### PROBLEM REQUIREMENTS
Recast the records from the line containing "Where can you see the older man's glasses" through the end of the records as a two-column CSV with the columns request and points, giving one row per request with its text and its answer. Put each value in a single quoted field and replace any line breaks within it with spaces.

### Records of point annotations

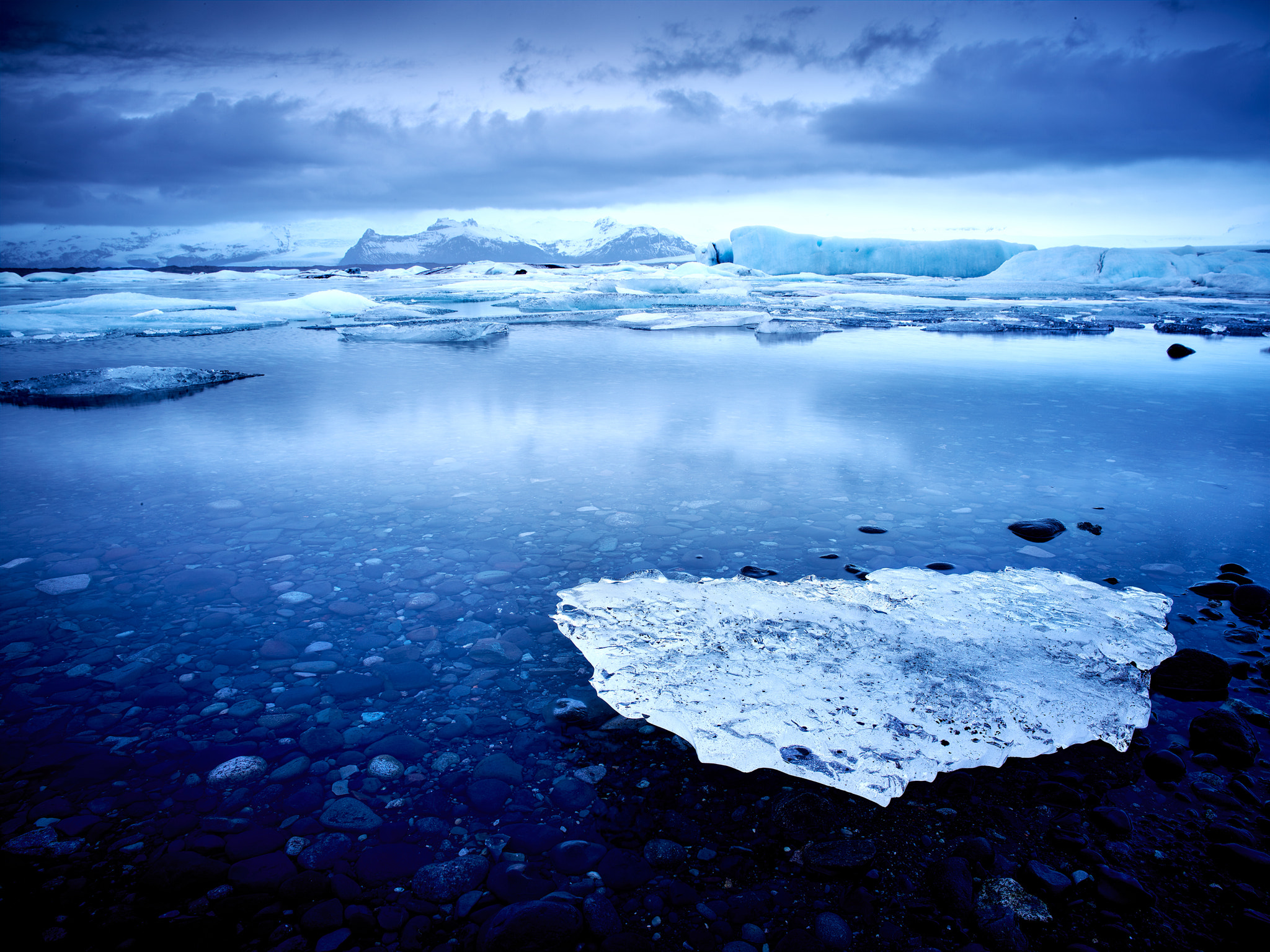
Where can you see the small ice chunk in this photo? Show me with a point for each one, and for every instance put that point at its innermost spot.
(869, 687)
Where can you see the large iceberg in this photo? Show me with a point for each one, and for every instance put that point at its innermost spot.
(866, 687)
(113, 385)
(1155, 268)
(778, 252)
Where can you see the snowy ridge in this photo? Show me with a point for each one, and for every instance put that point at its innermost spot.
(234, 242)
(448, 240)
(870, 687)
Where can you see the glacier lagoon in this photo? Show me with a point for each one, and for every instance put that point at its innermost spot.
(370, 537)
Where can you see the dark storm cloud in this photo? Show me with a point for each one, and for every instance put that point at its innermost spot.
(32, 46)
(685, 52)
(1016, 104)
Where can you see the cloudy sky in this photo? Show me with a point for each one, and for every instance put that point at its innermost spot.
(1048, 122)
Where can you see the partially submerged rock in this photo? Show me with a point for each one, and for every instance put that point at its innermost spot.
(113, 385)
(869, 687)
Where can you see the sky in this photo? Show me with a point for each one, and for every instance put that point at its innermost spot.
(1130, 123)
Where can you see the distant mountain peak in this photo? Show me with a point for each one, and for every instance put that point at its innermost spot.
(448, 241)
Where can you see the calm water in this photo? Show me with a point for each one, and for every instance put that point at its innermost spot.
(775, 452)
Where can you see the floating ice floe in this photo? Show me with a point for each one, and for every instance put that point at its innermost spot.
(113, 385)
(868, 687)
(427, 333)
(644, 320)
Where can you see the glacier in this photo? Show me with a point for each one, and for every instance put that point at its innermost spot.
(869, 687)
(1147, 268)
(778, 252)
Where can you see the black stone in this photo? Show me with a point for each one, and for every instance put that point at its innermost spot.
(1226, 736)
(531, 927)
(1163, 767)
(1192, 674)
(1038, 530)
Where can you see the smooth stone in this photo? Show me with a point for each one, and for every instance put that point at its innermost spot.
(1226, 736)
(324, 851)
(531, 927)
(499, 767)
(385, 767)
(350, 814)
(238, 771)
(1038, 530)
(262, 874)
(65, 584)
(623, 870)
(446, 881)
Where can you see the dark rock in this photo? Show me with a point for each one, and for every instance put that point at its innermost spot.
(531, 838)
(350, 814)
(163, 696)
(183, 874)
(254, 842)
(1251, 602)
(402, 747)
(1113, 822)
(1226, 736)
(262, 874)
(1121, 889)
(950, 885)
(1048, 879)
(323, 917)
(445, 883)
(572, 794)
(1192, 674)
(305, 887)
(349, 685)
(804, 815)
(1241, 860)
(390, 861)
(531, 927)
(324, 851)
(489, 795)
(1038, 530)
(1163, 767)
(838, 857)
(1219, 589)
(407, 675)
(665, 853)
(575, 857)
(601, 917)
(316, 742)
(200, 583)
(516, 883)
(623, 870)
(832, 931)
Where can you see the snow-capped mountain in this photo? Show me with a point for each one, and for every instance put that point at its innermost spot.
(231, 242)
(448, 241)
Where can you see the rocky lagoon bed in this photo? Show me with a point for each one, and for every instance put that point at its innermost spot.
(281, 667)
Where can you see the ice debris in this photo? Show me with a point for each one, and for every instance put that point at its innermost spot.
(426, 333)
(112, 385)
(868, 687)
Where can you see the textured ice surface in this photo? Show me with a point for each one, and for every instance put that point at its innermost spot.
(779, 252)
(693, 319)
(866, 687)
(100, 385)
(1152, 268)
(429, 333)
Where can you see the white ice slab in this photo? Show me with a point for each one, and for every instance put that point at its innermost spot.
(866, 687)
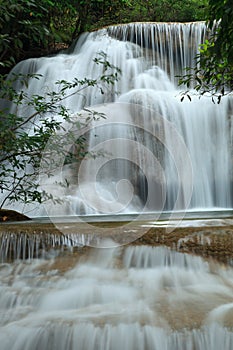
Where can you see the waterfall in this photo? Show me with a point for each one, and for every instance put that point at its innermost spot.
(162, 154)
(142, 298)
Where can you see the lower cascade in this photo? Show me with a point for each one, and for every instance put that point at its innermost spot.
(160, 154)
(133, 298)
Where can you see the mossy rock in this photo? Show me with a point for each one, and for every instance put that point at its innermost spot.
(12, 215)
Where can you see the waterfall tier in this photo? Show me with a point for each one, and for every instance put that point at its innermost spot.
(160, 154)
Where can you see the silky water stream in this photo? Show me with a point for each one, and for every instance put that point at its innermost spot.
(130, 297)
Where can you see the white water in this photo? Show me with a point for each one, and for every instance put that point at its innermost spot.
(191, 142)
(140, 298)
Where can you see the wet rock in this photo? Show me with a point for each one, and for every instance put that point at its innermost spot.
(11, 215)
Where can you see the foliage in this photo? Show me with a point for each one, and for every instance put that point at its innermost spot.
(23, 139)
(214, 71)
(165, 11)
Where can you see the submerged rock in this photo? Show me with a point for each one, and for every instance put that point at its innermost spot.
(12, 215)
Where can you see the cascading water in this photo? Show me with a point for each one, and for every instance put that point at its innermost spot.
(140, 297)
(150, 57)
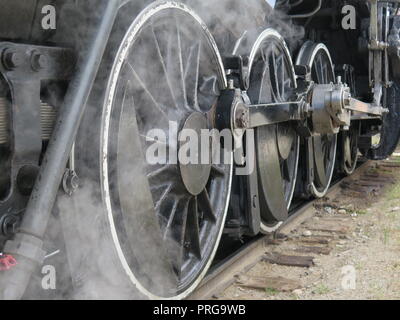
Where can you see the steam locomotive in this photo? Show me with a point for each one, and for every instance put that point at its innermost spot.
(295, 90)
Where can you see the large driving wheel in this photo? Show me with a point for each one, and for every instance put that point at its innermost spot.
(322, 148)
(149, 227)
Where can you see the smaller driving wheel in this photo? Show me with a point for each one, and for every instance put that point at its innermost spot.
(322, 148)
(272, 80)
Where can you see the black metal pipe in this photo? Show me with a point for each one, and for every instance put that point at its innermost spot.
(34, 223)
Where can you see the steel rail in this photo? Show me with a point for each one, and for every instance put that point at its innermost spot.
(222, 275)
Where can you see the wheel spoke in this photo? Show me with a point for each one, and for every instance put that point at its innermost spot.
(147, 96)
(206, 207)
(192, 231)
(217, 171)
(192, 76)
(162, 62)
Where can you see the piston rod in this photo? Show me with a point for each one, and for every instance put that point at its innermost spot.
(28, 241)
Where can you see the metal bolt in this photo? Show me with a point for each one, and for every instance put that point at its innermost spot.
(70, 182)
(38, 61)
(10, 225)
(12, 59)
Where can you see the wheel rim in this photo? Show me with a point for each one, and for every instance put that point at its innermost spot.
(152, 202)
(317, 57)
(272, 79)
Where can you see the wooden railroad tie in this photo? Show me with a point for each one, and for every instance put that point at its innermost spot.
(268, 283)
(290, 261)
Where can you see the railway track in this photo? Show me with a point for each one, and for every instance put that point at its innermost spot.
(226, 272)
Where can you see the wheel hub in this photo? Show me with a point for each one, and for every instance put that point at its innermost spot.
(194, 175)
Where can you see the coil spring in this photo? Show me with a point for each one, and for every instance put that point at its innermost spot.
(48, 116)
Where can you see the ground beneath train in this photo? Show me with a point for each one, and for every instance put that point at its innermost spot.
(358, 235)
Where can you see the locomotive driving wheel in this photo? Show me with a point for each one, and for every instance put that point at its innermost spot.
(322, 148)
(272, 80)
(154, 226)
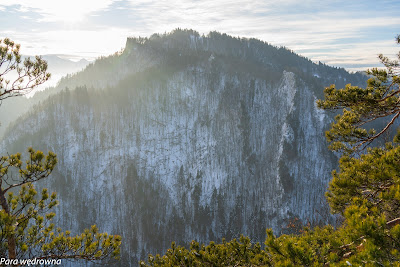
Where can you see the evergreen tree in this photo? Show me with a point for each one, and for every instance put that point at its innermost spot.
(26, 231)
(365, 191)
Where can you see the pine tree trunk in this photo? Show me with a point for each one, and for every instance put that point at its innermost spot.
(10, 237)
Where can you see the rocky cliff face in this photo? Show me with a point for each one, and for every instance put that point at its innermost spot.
(193, 137)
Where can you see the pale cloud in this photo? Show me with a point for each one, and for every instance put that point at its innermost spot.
(71, 10)
(336, 32)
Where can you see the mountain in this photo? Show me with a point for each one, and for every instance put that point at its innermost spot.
(182, 137)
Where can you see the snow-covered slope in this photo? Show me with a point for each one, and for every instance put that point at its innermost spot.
(207, 140)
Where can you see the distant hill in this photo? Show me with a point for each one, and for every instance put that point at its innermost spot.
(58, 67)
(185, 136)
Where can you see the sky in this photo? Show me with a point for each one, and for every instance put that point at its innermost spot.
(347, 34)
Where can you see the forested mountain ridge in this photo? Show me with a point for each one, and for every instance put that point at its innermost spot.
(183, 136)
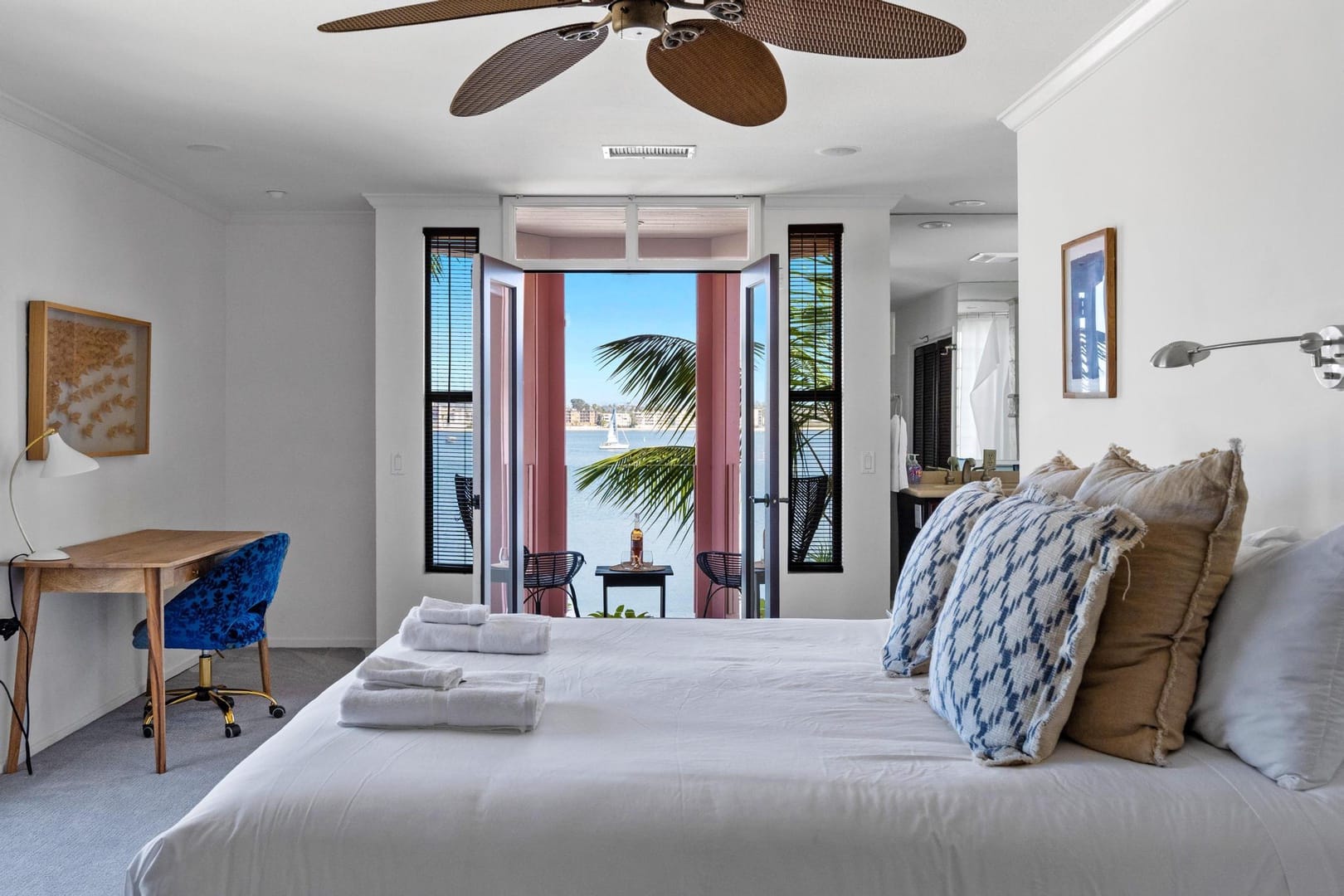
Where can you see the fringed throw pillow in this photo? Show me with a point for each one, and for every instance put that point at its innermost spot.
(1020, 618)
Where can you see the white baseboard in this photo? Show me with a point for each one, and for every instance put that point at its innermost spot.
(319, 641)
(130, 694)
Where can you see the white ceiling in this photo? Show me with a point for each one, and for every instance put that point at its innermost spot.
(329, 117)
(923, 261)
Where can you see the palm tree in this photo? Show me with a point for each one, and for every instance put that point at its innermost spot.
(659, 481)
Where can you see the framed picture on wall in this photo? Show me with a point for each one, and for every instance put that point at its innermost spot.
(88, 377)
(1089, 310)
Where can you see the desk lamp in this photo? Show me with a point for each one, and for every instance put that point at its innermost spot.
(62, 460)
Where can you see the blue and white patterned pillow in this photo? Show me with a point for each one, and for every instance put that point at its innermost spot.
(928, 575)
(1020, 621)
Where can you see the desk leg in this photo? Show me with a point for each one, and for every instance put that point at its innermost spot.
(28, 617)
(155, 629)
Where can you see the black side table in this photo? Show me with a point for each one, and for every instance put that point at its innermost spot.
(652, 578)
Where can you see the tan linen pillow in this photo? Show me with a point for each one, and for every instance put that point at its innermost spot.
(1058, 475)
(1140, 679)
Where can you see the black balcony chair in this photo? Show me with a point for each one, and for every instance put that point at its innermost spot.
(723, 570)
(550, 570)
(808, 496)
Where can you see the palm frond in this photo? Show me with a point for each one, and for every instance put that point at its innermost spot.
(659, 370)
(656, 481)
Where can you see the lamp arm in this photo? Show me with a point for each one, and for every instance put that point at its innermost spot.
(15, 469)
(1252, 342)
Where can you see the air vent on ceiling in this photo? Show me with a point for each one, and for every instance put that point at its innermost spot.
(648, 152)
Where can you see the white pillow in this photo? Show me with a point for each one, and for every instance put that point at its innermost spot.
(1272, 683)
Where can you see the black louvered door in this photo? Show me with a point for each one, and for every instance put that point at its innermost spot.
(930, 423)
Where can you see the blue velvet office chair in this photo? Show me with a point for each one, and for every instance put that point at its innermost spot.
(222, 610)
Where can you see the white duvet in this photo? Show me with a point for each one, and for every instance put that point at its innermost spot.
(767, 758)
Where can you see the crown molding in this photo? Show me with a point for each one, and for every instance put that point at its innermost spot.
(1127, 27)
(311, 218)
(808, 201)
(77, 141)
(431, 201)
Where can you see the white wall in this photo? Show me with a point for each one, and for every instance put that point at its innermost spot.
(1224, 179)
(299, 450)
(863, 589)
(77, 232)
(399, 394)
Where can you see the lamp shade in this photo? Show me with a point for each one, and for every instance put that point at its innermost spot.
(1179, 355)
(63, 460)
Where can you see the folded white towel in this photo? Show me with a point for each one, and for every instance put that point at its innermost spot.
(453, 613)
(503, 633)
(487, 702)
(392, 672)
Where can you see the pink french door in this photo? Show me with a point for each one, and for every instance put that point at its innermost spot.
(760, 481)
(499, 475)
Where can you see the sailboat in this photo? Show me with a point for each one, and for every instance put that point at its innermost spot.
(613, 438)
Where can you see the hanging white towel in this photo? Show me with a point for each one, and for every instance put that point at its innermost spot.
(392, 672)
(453, 613)
(485, 702)
(899, 449)
(503, 633)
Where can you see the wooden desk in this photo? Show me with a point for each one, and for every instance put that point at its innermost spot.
(656, 577)
(144, 562)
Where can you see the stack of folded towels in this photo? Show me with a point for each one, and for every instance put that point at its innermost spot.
(470, 627)
(390, 692)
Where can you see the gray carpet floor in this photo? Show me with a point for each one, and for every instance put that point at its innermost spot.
(93, 800)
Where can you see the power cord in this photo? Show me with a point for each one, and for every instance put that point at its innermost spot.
(7, 631)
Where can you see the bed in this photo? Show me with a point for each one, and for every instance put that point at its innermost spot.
(723, 757)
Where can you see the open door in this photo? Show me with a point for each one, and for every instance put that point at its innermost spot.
(760, 480)
(498, 572)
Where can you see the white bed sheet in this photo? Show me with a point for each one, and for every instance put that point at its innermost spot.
(747, 758)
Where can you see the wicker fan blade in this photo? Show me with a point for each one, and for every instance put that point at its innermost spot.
(723, 73)
(438, 11)
(524, 66)
(862, 28)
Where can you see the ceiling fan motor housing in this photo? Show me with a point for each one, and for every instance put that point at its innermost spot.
(639, 19)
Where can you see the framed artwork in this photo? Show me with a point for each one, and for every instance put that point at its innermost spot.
(1089, 309)
(88, 377)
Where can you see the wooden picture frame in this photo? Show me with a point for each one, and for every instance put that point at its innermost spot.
(89, 377)
(1090, 359)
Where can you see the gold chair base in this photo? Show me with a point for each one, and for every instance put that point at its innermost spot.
(207, 692)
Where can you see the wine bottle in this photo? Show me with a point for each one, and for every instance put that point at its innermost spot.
(636, 544)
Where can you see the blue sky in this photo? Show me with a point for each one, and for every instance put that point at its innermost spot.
(600, 308)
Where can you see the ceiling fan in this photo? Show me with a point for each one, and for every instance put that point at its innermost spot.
(719, 65)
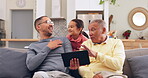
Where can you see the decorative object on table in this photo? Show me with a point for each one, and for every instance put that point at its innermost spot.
(112, 34)
(141, 37)
(126, 34)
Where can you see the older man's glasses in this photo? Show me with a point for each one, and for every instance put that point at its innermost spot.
(47, 22)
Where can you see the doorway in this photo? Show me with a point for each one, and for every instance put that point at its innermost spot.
(22, 24)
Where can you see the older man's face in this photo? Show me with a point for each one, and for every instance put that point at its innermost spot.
(46, 27)
(95, 32)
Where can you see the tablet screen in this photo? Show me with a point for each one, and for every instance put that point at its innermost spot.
(81, 55)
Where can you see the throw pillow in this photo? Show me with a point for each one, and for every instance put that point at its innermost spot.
(139, 66)
(13, 64)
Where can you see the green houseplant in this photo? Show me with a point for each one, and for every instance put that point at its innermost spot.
(111, 2)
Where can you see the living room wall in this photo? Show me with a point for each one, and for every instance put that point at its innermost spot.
(120, 13)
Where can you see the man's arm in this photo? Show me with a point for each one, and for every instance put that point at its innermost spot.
(34, 59)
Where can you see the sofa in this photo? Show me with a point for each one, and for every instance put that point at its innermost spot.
(136, 63)
(12, 63)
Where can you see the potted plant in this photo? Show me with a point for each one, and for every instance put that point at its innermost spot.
(126, 34)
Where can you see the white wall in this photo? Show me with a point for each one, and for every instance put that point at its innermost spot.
(120, 13)
(2, 9)
(11, 5)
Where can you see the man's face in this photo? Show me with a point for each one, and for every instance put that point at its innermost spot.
(73, 29)
(95, 32)
(45, 26)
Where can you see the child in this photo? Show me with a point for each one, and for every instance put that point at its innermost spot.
(75, 35)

### EXERCISE SOLUTION
request,points
"Where can you see the older man's glasses in this photo? Show me with a point for each one, and for every instance put that point at its innermost spot.","(47, 22)"
"Where can you see the doorway in this photo? Show me with a point for each one, and for every instance put that point at its innermost spot.","(22, 24)"
"Where can you see the older man's face in this photo? Show me with a point for each one, and for every instance put that point at its innermost spot.","(46, 27) (95, 32)"
"Where can you see the tablet screen in this photo? Show me with a point for each one, and for every instance put that point at its innermost spot.","(81, 55)"
"Where can you see the throw pillow in this photo? Show me with a point for each one, and for every instance put that point at its innermost spot.","(139, 66) (13, 64)"
"Where can you see the green houseplant in this photo? Show me with a point for each one, and for every instance put that point at its innermost spot.","(111, 2)"
"Where can you see the living room wall in this photo? Show me with a point for each one, and for every instance put that point at its innermost spot.","(120, 13)"
"Where can you see the man's arm in this photo? Show me with a point for each one, and for every instance put that point at its innermost spot.","(34, 59)"
"Where can you see the sofa in this photo? Show me with a point for each one, and for every instance put that point at its innermost spot.","(136, 63) (12, 63)"
"Where can you see the potted plant in this photo? Show me with a point for each one, and for every instance put that point at its innermost spot.","(126, 34)"
"Where can you see the white wall in this photo? Show me with a point for each one, and for every instance put that point at its innermost spot.","(120, 13) (2, 9) (11, 5)"
"Where can you see the man's face in this photo? Show me with a point for each one, and for every instance put that point at its innermost spot.","(73, 29) (95, 32) (45, 26)"
"Where can you see the child in this photo? Show me with a point for each one, and for every instance put that point at its innermost spot.","(75, 35)"